» **BRIEF**:
From the first line to the last, copy the listing below word for word.

[DATA LISTING — start]

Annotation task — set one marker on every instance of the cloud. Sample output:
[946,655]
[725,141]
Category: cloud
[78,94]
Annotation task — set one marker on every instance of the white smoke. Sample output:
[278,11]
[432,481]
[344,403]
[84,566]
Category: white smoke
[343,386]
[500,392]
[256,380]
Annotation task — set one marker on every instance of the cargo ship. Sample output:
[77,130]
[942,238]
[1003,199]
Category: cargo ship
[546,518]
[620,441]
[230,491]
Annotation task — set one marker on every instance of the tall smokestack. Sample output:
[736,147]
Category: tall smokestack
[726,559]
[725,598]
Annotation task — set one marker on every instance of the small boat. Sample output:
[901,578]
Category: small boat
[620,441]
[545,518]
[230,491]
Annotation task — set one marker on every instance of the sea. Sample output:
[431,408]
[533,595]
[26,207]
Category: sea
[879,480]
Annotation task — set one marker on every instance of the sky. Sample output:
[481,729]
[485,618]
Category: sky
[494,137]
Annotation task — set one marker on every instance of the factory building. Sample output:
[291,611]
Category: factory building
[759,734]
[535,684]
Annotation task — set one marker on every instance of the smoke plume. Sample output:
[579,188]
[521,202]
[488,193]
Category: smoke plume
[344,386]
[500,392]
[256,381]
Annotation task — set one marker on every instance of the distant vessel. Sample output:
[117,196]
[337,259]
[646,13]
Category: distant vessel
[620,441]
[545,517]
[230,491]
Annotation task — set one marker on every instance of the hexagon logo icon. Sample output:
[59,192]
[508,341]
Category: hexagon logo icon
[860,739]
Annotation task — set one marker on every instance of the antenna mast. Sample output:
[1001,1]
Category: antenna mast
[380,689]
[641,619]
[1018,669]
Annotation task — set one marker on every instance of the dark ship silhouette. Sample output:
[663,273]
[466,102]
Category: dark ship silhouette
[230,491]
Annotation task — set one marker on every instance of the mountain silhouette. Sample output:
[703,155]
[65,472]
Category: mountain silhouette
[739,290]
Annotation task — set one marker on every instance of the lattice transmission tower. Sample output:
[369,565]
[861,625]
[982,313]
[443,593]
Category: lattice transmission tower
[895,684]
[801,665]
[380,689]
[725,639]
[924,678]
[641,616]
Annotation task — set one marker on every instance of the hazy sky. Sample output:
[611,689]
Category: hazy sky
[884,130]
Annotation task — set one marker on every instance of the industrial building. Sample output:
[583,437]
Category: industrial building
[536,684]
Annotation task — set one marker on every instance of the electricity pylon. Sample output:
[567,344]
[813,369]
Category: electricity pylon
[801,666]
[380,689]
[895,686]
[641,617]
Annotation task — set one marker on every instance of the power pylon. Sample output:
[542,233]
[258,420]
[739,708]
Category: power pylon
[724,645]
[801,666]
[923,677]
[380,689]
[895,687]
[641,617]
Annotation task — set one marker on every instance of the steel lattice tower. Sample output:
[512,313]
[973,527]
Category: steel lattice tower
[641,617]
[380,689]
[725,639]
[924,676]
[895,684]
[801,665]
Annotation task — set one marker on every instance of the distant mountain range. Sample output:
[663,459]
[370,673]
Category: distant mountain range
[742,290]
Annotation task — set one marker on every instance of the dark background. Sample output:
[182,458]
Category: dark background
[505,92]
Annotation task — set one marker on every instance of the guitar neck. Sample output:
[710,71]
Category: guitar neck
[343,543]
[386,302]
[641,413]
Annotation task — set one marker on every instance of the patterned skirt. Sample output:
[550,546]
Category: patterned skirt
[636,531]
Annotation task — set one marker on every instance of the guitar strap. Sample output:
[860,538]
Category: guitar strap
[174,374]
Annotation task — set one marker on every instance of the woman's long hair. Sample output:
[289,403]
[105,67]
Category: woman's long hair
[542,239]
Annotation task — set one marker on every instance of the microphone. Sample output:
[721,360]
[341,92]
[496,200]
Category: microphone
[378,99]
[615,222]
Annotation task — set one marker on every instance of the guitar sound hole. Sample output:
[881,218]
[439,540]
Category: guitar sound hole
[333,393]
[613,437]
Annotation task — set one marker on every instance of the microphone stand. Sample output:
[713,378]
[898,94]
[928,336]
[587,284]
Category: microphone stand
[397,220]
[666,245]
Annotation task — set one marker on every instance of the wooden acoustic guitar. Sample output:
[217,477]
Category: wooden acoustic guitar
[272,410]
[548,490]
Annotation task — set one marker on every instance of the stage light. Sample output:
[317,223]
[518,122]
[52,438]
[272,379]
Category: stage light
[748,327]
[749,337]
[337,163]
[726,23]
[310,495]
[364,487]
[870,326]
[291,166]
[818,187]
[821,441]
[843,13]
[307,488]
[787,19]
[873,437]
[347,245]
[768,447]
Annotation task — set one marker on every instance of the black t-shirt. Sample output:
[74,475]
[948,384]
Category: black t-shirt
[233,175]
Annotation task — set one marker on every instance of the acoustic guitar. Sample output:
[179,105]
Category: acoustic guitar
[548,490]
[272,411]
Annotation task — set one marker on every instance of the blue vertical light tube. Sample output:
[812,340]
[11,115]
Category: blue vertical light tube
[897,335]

[DATA LISTING — finish]

» **ANSWER TO THIS EXERCISE**:
Annotation task — set one marker on every instance of the cloud. Sample output:
[946,655]
[725,141]
Category: cloud
[78,94]
Annotation task — set one marker on every instance of the white smoke. Sample output:
[278,11]
[432,481]
[344,403]
[84,566]
Category: white smoke
[343,386]
[500,392]
[256,380]
Annotation task — set one marker on every instance of the cargo ship. Sample output:
[77,130]
[942,238]
[1003,199]
Category: cargo ship
[546,518]
[620,441]
[230,491]
Annotation task — set one marker on every instance of the tall smokestack. Sample output:
[736,147]
Category: tall smokestack
[726,559]
[725,598]
Annotation task — set one marker on every instance of the small boat. Sample output:
[901,578]
Category: small boat
[620,441]
[545,518]
[230,491]
Annotation task — set one marker on every instance of the sea. Sample output:
[431,408]
[533,595]
[26,207]
Category: sea
[879,480]
Annotation task — set one marker on every instance of the sky. Sample output:
[481,729]
[485,618]
Category: sky
[494,137]
Annotation task — set one marker on every instance of the factory building. Sample output:
[291,611]
Category: factory building
[759,734]
[535,684]
Annotation task — set one marker on every instance of the smoke plume. Sample output:
[579,188]
[521,202]
[488,193]
Category: smoke plume
[344,386]
[500,392]
[256,381]
Annotation task — set one marker on every instance of the distant vessel. Sample output:
[117,196]
[337,259]
[646,13]
Category: distant vessel
[620,441]
[545,517]
[230,491]
Annotation task — set one marker on every instance of the hexagon logo icon. Sample output:
[59,192]
[508,341]
Category: hexagon logo icon
[860,739]
Annotation task — set one marker on every instance of the antenna mast. Sample output:
[1001,1]
Category: antenna mast
[380,689]
[641,619]
[1018,669]
Annotation task — set one marker on every instance of the dark ship silhouette. Sample output:
[663,273]
[466,102]
Category: dark ship silhouette
[230,491]
Annotation task — set one marker on every instance of the mountain silhouette. Sample output:
[703,155]
[65,472]
Category: mountain silhouette
[739,290]
Annotation task — set one marker on every instance of the lattice transmission tower. Sample output:
[369,565]
[861,625]
[982,313]
[443,593]
Category: lattice transmission tower
[895,684]
[801,665]
[380,689]
[725,639]
[924,678]
[641,616]
Annotation task — set one marker on every instance of the hazy sky. Sample output:
[611,689]
Category: hazy sky
[884,130]
Annotation task — set one marker on every instance of the industrial building. Sample output:
[583,437]
Category: industrial building
[536,684]
Annotation task — set one marker on every instance of the electricity pylon. Sample output:
[567,344]
[813,369]
Category: electricity pylon
[801,666]
[380,689]
[895,686]
[641,617]
Annotation task — set one marker on every instance of the power pylon. Sample output:
[542,233]
[258,420]
[739,708]
Category: power pylon
[724,645]
[801,666]
[923,677]
[380,689]
[895,687]
[641,617]
Annotation task — set one marker on every instance of the steel lattice tower. Sample output:
[512,313]
[973,527]
Category: steel lattice tower
[641,617]
[380,689]
[725,639]
[924,676]
[895,684]
[801,665]
Annotation task — set one marker on every instance of the distant mountain range. Sample output:
[663,459]
[370,673]
Category: distant mountain range
[742,290]
Annotation task — set one marker on every instance of the dark background. Sample output:
[182,458]
Category: dark background
[505,92]
Annotation task — set one marker on every instance of the guitar neck. Sample output:
[710,71]
Category: guitar neck
[343,543]
[386,302]
[641,413]
Annotation task — set one marker on every instance of the patterned skirt. Sample output:
[550,546]
Category: patterned skirt
[636,531]
Annotation task — set one marker on every instance of the guitar strap. Sample output:
[860,538]
Category: guitar strap
[174,374]
Annotation task — set one marker on every instance of the woman's long hair. Sample output:
[289,403]
[105,67]
Category: woman's long hair
[542,239]
Annotation task — set one marker on every instance of the microphone. Sample output:
[721,360]
[341,92]
[496,200]
Category: microphone
[378,99]
[615,222]
Annotation task — set one marker on every instance of the guitar sound hole. Sample output:
[881,218]
[439,540]
Category: guitar sound hole
[333,393]
[613,437]
Annotation task — set one marker on every instance of the microphone stand. Sample output:
[713,378]
[898,94]
[928,336]
[587,284]
Category: microphone stand
[397,220]
[666,245]
Annotation task — set one marker on every instance of the wooden acoustic guitar. Sample output:
[217,477]
Category: wooden acoustic guitar
[272,410]
[548,490]
Annotation task — set one marker on every instance of the stage light. Sample output:
[317,223]
[518,122]
[52,438]
[272,379]
Category: stage light
[748,327]
[749,337]
[337,163]
[726,23]
[310,495]
[364,487]
[870,326]
[291,166]
[818,187]
[821,441]
[843,13]
[307,488]
[787,19]
[873,437]
[347,245]
[768,447]
Annotation task — set one marker on every instance of the black t-shirt. Sample output:
[74,475]
[948,384]
Category: black t-shirt
[233,175]
Annotation task — set one marker on every instance of the acoustic guitar. Sample output:
[179,105]
Category: acoustic guitar
[548,490]
[272,411]
Annotation task — set one marker on every instance of the blue vertical light tube. Sample output:
[812,340]
[11,115]
Category: blue vertical light tube
[897,335]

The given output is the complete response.